## TASK GOAL
Find the line below that contains "Need: a point on every instance of the fishing". Transcribe it and every line after it exactly, adding nothing.

Referring expression data
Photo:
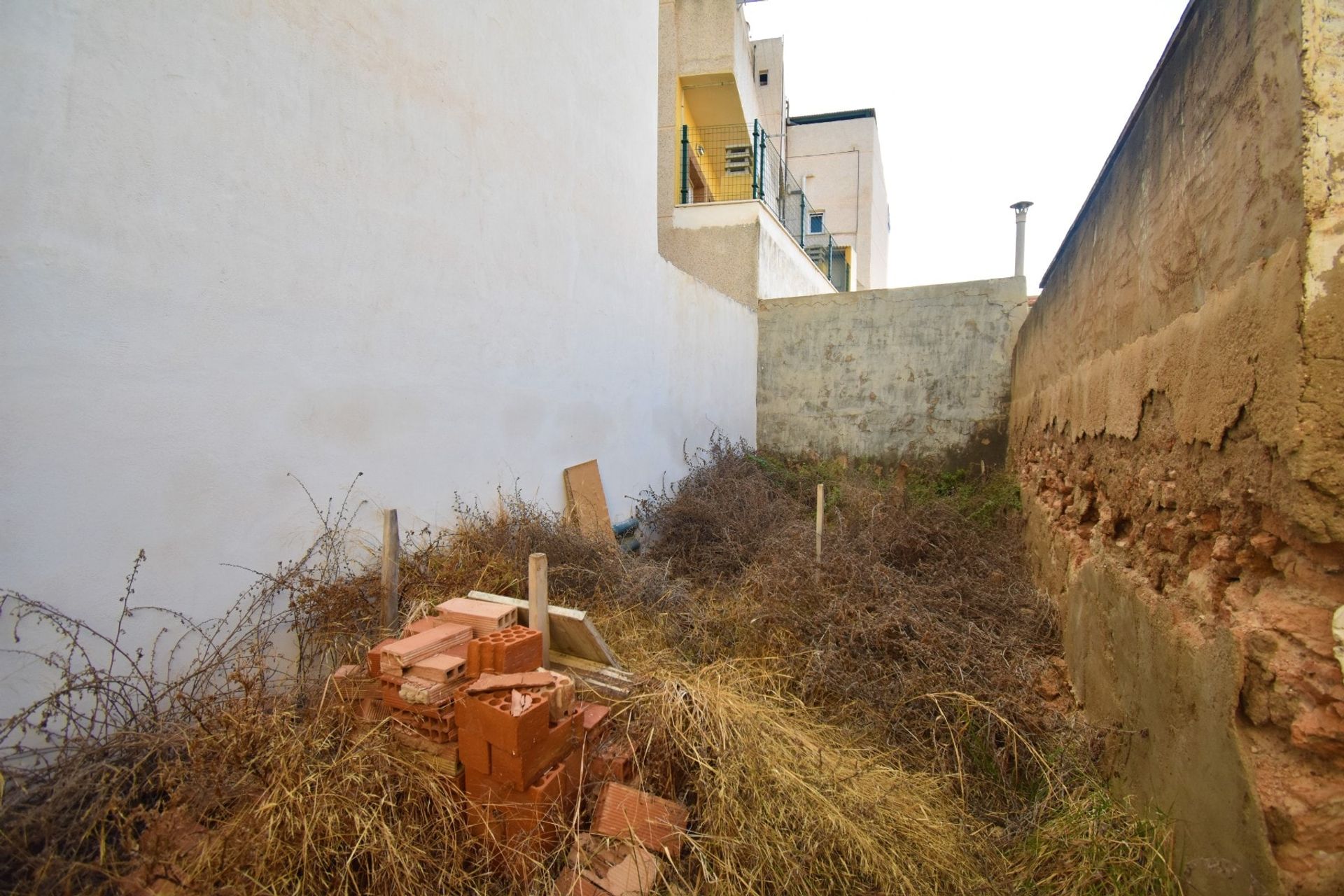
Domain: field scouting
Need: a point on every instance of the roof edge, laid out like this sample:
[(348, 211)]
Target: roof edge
[(832, 115)]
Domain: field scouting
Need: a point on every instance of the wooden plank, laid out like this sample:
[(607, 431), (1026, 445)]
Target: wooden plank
[(537, 603), (822, 511), (585, 501), (391, 570), (571, 630)]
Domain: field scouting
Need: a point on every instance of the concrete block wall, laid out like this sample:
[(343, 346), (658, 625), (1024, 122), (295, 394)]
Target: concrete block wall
[(916, 372), (1177, 425)]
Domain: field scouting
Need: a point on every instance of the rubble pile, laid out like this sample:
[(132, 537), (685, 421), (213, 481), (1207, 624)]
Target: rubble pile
[(467, 687)]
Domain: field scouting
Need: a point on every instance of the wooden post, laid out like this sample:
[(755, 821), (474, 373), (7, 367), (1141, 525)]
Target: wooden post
[(391, 570), (538, 598), (822, 510)]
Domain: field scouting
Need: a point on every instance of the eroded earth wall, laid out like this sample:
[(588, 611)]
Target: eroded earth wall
[(918, 372), (1177, 422)]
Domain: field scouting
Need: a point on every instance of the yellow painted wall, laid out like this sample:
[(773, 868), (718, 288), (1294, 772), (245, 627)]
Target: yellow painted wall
[(711, 101)]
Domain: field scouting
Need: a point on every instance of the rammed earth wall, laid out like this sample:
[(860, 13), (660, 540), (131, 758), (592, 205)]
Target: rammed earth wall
[(1177, 424)]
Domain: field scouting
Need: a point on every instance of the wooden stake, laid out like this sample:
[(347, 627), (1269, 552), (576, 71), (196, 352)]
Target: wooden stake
[(822, 510), (391, 570), (538, 599)]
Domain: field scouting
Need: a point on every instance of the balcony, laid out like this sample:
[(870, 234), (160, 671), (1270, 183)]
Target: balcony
[(734, 163)]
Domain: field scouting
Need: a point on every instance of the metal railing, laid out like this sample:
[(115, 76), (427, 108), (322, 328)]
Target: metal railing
[(726, 163)]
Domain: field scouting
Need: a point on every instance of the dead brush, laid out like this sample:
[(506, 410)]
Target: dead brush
[(869, 726), (787, 804)]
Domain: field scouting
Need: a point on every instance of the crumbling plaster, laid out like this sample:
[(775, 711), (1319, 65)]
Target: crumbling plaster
[(1177, 424)]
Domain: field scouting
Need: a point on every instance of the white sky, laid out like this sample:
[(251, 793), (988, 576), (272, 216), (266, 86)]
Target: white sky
[(980, 104)]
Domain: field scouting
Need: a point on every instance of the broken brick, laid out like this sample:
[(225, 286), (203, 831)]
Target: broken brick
[(482, 617), (622, 812)]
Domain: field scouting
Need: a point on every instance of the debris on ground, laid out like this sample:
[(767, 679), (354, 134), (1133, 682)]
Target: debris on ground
[(892, 719)]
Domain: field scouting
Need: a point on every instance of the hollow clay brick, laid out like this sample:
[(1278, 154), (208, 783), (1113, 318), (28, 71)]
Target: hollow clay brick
[(482, 617), (442, 668), (375, 657), (593, 719), (473, 751), (503, 729), (622, 812), (406, 652), (612, 762), (514, 649), (522, 769)]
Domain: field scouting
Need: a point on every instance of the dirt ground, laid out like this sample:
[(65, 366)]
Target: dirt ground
[(892, 719)]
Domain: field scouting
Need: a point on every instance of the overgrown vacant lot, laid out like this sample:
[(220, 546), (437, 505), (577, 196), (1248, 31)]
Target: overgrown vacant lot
[(891, 720)]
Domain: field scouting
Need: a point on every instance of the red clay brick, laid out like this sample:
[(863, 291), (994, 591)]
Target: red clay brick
[(375, 657), (473, 751), (593, 718), (514, 649), (503, 729), (523, 769), (482, 617), (491, 681), (407, 652), (424, 624), (612, 762), (570, 883), (622, 812)]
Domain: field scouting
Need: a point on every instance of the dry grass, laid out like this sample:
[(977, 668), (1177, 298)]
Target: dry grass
[(869, 727)]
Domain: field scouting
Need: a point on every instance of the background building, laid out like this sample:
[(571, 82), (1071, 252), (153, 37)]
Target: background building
[(734, 210), (245, 246), (838, 159)]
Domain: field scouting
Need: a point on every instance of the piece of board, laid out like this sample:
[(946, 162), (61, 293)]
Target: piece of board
[(585, 501), (571, 630)]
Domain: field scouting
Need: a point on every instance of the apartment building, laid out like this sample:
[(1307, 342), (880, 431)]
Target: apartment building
[(736, 209)]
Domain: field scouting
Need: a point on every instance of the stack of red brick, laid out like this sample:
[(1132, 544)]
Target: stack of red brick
[(467, 688)]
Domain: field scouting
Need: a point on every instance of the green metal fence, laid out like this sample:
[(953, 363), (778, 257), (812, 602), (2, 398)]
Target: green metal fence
[(726, 163)]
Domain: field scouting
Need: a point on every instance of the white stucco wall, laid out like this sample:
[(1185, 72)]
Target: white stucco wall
[(248, 241), (742, 250), (841, 162)]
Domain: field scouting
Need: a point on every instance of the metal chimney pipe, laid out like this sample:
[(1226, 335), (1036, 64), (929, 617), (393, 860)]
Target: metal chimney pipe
[(1021, 261)]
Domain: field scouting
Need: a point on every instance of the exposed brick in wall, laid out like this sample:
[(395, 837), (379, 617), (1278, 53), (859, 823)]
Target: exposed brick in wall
[(1177, 424), (1193, 524)]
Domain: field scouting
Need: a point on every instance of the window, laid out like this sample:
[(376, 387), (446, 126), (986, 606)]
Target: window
[(737, 159)]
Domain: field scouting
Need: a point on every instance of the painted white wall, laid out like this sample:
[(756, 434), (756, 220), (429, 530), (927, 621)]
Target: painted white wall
[(245, 241), (843, 162), (784, 269)]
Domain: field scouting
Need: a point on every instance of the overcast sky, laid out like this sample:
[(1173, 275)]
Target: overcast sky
[(980, 104)]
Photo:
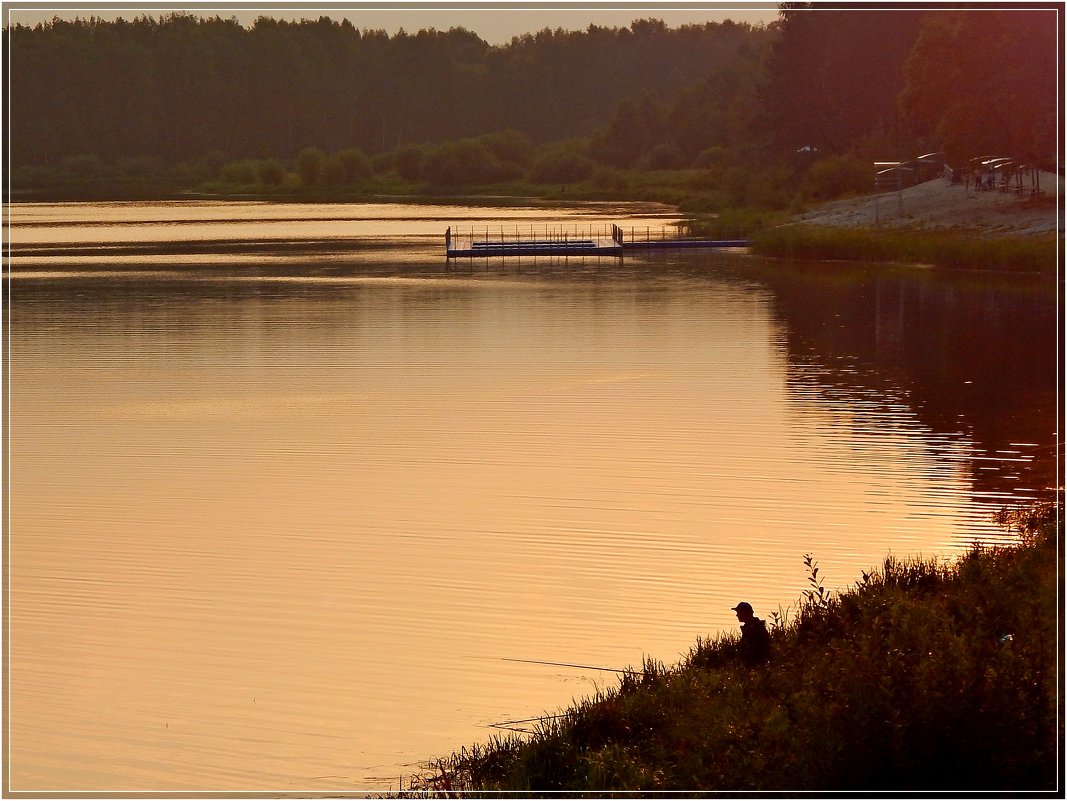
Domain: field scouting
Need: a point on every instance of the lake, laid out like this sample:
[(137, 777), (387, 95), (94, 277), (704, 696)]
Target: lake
[(291, 499)]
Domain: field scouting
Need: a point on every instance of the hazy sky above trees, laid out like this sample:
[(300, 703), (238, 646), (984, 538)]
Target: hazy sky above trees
[(494, 25)]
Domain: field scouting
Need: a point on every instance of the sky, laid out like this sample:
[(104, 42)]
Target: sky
[(495, 22)]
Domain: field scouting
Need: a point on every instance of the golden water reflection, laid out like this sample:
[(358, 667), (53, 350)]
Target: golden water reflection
[(285, 535)]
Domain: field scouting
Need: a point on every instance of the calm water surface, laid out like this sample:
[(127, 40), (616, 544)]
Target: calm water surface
[(288, 496)]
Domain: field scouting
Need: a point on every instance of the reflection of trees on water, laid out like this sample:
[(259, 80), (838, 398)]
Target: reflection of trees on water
[(972, 355)]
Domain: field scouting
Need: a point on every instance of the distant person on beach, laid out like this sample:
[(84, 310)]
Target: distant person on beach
[(754, 639)]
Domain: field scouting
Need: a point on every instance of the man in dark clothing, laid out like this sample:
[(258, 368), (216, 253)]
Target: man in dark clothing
[(754, 640)]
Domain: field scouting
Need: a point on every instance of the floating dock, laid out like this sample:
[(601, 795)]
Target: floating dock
[(483, 243)]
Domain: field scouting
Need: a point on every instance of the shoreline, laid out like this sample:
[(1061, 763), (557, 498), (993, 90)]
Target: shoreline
[(923, 675)]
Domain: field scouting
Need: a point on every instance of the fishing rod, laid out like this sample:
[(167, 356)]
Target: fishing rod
[(570, 665)]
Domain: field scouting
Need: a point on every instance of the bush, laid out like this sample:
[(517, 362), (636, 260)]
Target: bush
[(409, 162), (382, 162), (309, 163), (332, 172), (243, 172), (270, 172), (838, 176), (355, 165)]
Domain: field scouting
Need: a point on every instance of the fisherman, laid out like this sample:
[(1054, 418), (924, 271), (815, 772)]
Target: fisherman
[(754, 639)]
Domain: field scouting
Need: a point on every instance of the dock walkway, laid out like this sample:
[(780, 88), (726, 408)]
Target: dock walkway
[(605, 242)]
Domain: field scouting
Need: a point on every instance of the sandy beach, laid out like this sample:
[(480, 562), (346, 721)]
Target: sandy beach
[(941, 205)]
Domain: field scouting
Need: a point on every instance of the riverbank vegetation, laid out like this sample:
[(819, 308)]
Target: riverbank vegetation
[(940, 249), (924, 675), (714, 117)]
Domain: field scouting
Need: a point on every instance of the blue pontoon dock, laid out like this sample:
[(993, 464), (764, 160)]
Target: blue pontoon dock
[(475, 243)]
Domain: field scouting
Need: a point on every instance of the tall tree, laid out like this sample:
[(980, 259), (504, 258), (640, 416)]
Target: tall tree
[(834, 73), (985, 82)]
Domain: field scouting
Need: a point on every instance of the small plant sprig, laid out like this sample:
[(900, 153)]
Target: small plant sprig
[(817, 596)]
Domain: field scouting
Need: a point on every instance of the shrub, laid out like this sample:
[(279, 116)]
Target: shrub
[(242, 172), (839, 175), (409, 162), (270, 172), (355, 165), (309, 163)]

## SOLUTION FOR THIS PROBLEM
Need: a point on every instance of the fishing rod, laid out like this sample:
[(167, 356)]
Target: fishing rod
[(570, 665)]
Domain: field scouting
Need: a point on every instance of the bush, laid out like this sample:
[(517, 362), (636, 260)]
Target: bush
[(409, 162), (382, 162), (309, 163), (332, 172), (243, 172), (270, 172), (838, 176), (355, 165)]
Domain: field scouting
Need: a point on every instance of the fisherman, laid out like this sample:
[(1054, 418), (924, 271), (815, 772)]
Target: fisherman
[(754, 639)]
Domain: field scouting
Need: a point on every instance of the dock walkway, laid out like this sample:
[(780, 88), (726, 408)]
Target: dock walkway
[(605, 242)]
Domain: field scouting
Need: a point on every instance of the sandy beach, laid out like this sample:
[(480, 562), (346, 721)]
Target: sandy beach
[(941, 205)]
Domain: field scouting
Need: a point on every instance of the riverbank vegetation, laid out like this sample:
[(819, 308)]
Target: riverbank vegetation
[(940, 249), (924, 675), (714, 117)]
Domain: field scouting
Need: a point on every instance of the blue pontoon dock, laid out like this sample:
[(993, 464), (764, 160)]
Target: blue pontoon dock
[(475, 243)]
Domain: field scouting
Need: a point on every instance of the tall tree, laid out like this sample:
[(980, 259), (504, 258), (640, 416)]
Target: tall tree
[(834, 73), (985, 82)]
Domain: field scouting
Need: a point on every instance of the small plant sprig, laid out like this sample:
[(900, 153)]
Target: small plant sprig
[(817, 596)]
Domain: field scouting
Need: a point on every instance of the shrub, laid out like this sample:
[(279, 116)]
Target: shrub
[(242, 172), (839, 175), (409, 162), (270, 172), (355, 165), (309, 163)]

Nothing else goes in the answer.